La loi peut prévoir que les droits de succession sont exigibles à raison des versements faits après 70 ans sans tenir compte des retraits effectués postérieurement. Les magistrats constitutionnels ont rejeté une QPC contre cette règle paraissant injuste. 

Dans ce dossier, Jean-Jacques était l'un des trois bénéficiaires de trois assurances vie souscrites par sa tante, décédée en février 2015. Celle-ci a versé 550 000 € après ses 70 ans. Au fil du temps elle a procédé à des rachats partiels pour 175 000 €. Le capital versé aux bénéficiaires s'élevait à 600 000 € (du fait de la valorisation du capital).

En application de l'article 757 B du Code général des impôts, l'administration fiscale a mis à la charge du requérant des droits de mutation calculés uniquement sur la base des primes versées par sa tante après 70 ans en ne tenant pas compte des rachats effectués avant son décès. Saisie par ordonnance du juge de la mise en état, la Cour de cassation a adressé une Question prioritaire de constitutionnalité (QPC) sur la validité constitutionnelle de l'article 757 B du CGI.

■ ■ ■ ■ ■

→ **Le problème**: Donnez la suite du texte sur la taxation des assurances vie après 70 ans, en reprenant juste après sa dernière phrase. Le matériau qui vient ensuite est distinct de ce texte.

→ **Lignes de données**:

■ ■ ■ ■ ■

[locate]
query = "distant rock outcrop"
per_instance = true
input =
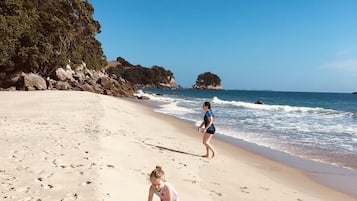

■ ■ ■ ■ ■

→ **Résultat produit**:
Cette disposition dérogatoire prévoit que les sommes dues par un assureur, à raison du décès de l'assuré, donnent ouverture aux droits de mutation par décès suivant le degré de parenté existant entre le bénéficiaire et l'assuré à concurrence de la fraction des primes versées après l'âge de 70 ans qui excède 30 500 €. En cas de pluralité de bénéficiaires, l'abattement est réparti entre eux au prorata de la part leur revenant dans les primes taxables aux termes du contrat.

Cette disposition est-elle contraire au principe d'égalité devant les charges publiques ?

Voici les arguments invoqués :

1 - Cette disposition légale ne tient pas compte des retraits effectués par le souscripteur du contrat d'assurance vie, postérieurement aux versements qu'il a effectué après 70 ans. Elles incluent ainsi, dans l'assiette des droits de succession, des sommes dont il ne peut avoir eu la disposition, puisque l'assuré en a disposé avant son décès. Ce qui génèrerait en outre une double taxation (sur le rachat et sur la succession) (1).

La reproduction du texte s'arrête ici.